TASK GOAL: Nothing but the lines from the start of the entries below through the line containing "Phrase -- awning" should appear in the answer, copied exactly and free of pictures.

[Recorded data]
++++++++++
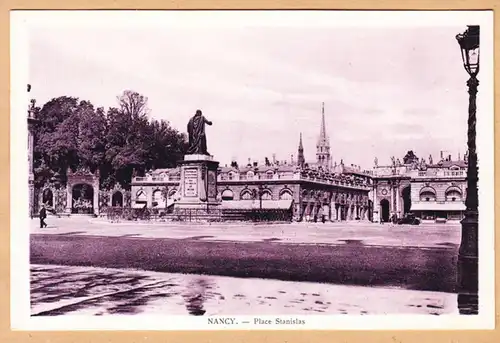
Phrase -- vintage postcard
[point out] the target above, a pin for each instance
(262, 170)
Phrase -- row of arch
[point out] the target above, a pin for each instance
(453, 193)
(247, 194)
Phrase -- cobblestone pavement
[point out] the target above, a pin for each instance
(425, 235)
(66, 290)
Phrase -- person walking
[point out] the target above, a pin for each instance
(43, 215)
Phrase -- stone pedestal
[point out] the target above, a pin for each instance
(198, 184)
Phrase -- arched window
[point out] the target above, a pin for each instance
(141, 195)
(227, 194)
(158, 200)
(267, 195)
(171, 193)
(286, 194)
(246, 195)
(427, 195)
(453, 194)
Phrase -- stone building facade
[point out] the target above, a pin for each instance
(431, 191)
(315, 189)
(313, 193)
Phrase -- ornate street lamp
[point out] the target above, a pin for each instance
(468, 252)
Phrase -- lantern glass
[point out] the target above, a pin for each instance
(469, 45)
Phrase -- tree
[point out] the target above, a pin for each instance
(74, 134)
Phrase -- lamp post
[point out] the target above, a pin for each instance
(261, 193)
(467, 280)
(31, 178)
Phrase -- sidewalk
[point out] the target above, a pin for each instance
(58, 290)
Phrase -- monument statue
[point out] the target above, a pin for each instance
(196, 134)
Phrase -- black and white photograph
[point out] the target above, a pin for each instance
(261, 170)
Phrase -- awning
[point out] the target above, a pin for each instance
(434, 206)
(138, 205)
(255, 204)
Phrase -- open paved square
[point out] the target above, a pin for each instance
(425, 235)
(57, 290)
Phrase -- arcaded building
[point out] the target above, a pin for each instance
(312, 190)
(433, 191)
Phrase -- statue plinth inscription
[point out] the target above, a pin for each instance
(198, 170)
(190, 182)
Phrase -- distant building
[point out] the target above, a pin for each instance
(431, 191)
(313, 190)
++++++++++
COMPLETED TASK:
Phrase -- vintage postcard
[point out] the target above, a pin for each instance
(262, 170)
Phrase -- row of arch
[point out] the target above, a pin for each instance
(453, 193)
(247, 194)
Phrase -- cobblestone pavement
[point out] the target above, a pin for each instance
(425, 235)
(66, 290)
Phrase -- person walking
[point out] the target above, a pin for each instance
(43, 215)
Phrase -- stone pedestal
[point out] the target above, a pin for each instance
(198, 184)
Phrase -- arched window
[point out] the target above, a pin for each instance
(141, 195)
(227, 194)
(158, 200)
(267, 195)
(171, 193)
(286, 194)
(246, 195)
(427, 195)
(453, 194)
Phrase -- stone building facade
[point out] the target above, a pin for each instance
(431, 191)
(315, 189)
(313, 193)
Phrase -- ornate street lamp
[point out] the target above, a pin for each instance
(468, 252)
Phrase -- lantern glass
[point out] the target above, a pin for each instance
(469, 45)
Phrase -- tree
[point out] the target above, a pin for each instance
(74, 134)
Phrase -- lamp post
[point out] the target above, a pin for each instance
(261, 193)
(467, 280)
(31, 178)
Phrase -- sidewalk
[point out] the target above, a pin for each instance
(58, 290)
Phrase -- monument statue
[point out] the target above, a pin for each instance
(196, 134)
Phrase -- black and white photograph
[point out] the target above, a pin for each instance
(261, 170)
Phrase -- awning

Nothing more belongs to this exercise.